[Requirement] Show, in full, each line of the data that contains "this".
(Beginning of Supplied entries)
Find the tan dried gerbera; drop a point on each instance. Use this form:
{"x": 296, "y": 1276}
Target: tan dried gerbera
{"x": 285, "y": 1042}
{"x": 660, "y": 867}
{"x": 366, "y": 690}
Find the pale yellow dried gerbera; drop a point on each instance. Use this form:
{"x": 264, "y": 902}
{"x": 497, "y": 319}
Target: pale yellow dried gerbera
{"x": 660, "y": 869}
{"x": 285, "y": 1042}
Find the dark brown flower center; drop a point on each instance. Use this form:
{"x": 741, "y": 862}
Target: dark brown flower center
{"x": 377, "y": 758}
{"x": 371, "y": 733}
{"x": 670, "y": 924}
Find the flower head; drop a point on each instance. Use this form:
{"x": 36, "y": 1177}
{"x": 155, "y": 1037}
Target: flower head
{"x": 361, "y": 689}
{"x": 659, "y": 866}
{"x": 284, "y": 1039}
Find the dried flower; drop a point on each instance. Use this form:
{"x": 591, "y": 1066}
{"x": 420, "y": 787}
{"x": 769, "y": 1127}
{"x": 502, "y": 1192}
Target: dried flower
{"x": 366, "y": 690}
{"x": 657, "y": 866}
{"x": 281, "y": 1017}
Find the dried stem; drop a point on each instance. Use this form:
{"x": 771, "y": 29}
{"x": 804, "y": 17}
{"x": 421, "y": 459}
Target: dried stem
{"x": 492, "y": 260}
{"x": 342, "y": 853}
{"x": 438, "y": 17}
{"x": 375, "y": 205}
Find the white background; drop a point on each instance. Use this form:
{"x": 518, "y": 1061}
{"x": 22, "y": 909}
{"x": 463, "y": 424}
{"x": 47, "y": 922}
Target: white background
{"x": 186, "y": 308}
(End of Supplied entries)
[Expected answer]
Find the tan dried gerbera; drop a point on each instance. Use this form:
Find the pale yellow dried gerbera; drop a point on each instance. Use this form:
Find the dark brown flower center; drop a point on each instance. Use this form:
Find the flower head; drop a point on each instance. Use this form:
Find the dried flower; drop a point on each instance. Use this form:
Find the dried stem; drop a point on each instance. Use this form:
Find the white background; drop a point on each instance. Use this form:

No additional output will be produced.